**Records supplied**
::::::::::
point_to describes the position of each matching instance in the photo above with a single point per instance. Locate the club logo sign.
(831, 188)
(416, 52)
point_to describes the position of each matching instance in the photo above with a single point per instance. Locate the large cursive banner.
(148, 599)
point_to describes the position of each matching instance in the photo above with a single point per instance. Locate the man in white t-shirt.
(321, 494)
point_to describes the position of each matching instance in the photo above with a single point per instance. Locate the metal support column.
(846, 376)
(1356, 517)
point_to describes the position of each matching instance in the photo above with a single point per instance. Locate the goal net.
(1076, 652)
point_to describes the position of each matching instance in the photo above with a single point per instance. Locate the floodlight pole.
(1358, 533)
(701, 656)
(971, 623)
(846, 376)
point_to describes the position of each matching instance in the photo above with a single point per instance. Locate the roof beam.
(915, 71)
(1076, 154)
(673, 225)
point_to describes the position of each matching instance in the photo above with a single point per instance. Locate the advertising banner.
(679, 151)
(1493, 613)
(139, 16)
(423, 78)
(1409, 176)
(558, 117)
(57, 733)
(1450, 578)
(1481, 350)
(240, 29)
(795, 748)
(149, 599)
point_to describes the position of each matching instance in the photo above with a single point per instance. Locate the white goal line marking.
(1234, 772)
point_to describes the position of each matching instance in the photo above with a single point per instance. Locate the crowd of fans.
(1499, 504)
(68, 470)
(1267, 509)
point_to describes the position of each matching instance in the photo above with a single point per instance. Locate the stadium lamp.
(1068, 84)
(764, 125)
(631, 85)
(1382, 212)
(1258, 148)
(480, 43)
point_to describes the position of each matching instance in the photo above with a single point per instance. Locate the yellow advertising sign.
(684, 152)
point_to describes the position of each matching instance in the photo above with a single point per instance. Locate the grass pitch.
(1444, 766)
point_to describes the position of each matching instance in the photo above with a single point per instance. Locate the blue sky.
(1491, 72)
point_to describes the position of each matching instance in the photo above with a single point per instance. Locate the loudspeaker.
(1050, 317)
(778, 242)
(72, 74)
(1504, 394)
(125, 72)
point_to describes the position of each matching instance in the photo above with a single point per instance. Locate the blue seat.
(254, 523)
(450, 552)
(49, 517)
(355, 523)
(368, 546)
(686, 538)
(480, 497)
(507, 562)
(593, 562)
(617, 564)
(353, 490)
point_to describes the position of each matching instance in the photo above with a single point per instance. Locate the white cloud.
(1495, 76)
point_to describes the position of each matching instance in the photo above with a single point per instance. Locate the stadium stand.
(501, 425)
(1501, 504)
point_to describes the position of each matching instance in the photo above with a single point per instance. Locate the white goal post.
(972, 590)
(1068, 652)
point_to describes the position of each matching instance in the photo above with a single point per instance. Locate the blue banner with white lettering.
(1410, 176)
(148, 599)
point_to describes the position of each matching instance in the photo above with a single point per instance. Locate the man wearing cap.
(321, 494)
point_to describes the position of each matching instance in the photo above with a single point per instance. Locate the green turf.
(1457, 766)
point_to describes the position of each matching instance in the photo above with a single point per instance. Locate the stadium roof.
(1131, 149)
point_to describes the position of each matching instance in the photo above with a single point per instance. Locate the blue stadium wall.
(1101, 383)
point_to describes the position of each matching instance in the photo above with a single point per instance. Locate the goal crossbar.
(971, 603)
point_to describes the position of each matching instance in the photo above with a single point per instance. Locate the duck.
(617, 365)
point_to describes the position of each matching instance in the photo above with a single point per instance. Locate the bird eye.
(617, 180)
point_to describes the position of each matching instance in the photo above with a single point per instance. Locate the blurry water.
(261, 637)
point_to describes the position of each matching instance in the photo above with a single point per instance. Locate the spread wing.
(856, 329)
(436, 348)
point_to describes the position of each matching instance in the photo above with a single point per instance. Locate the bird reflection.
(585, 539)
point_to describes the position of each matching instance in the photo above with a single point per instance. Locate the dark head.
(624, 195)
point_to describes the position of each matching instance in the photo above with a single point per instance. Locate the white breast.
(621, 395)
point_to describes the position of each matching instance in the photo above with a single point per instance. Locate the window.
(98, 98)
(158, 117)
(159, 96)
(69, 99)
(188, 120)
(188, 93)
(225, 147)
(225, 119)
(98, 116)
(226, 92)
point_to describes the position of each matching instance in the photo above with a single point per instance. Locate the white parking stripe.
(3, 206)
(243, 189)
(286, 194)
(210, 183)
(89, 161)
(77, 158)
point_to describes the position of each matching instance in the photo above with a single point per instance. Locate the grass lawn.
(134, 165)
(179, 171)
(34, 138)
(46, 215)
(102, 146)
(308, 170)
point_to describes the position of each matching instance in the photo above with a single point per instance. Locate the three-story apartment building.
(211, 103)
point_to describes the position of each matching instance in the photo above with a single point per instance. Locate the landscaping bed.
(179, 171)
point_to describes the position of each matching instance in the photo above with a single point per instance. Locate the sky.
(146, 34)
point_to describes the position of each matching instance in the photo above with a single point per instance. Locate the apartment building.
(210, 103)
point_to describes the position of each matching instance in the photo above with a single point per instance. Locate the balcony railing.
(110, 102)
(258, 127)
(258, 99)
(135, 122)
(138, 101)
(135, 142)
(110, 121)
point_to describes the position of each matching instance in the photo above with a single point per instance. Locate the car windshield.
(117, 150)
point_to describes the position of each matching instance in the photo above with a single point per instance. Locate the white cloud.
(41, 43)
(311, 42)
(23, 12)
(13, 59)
::::::::::
**Problem to solve**
Exactly reproduce the line containing "Locate the sky." and all lines after it in the material, stopping only at the end.

**Result for this task**
point_to describes the position of each matching instance in the photo above with a single point per instance. Locate the sky.
(146, 34)
point_to describes the position of each matching instance in the photo above with a single point per instance. Locate the apartment building.
(210, 103)
point_to describes the position of each matching instance in the photo above with a single point per instance. Locate the balcony railing.
(110, 102)
(258, 127)
(258, 99)
(135, 122)
(138, 101)
(135, 142)
(110, 121)
point_to describes the position of each matching instance in the photo above with a single point per instance. Locate the car windshield.
(117, 150)
point_to describes the position of each matching instance in the photo above with a single point per instance. Locate the white cloud.
(41, 43)
(311, 42)
(23, 12)
(13, 59)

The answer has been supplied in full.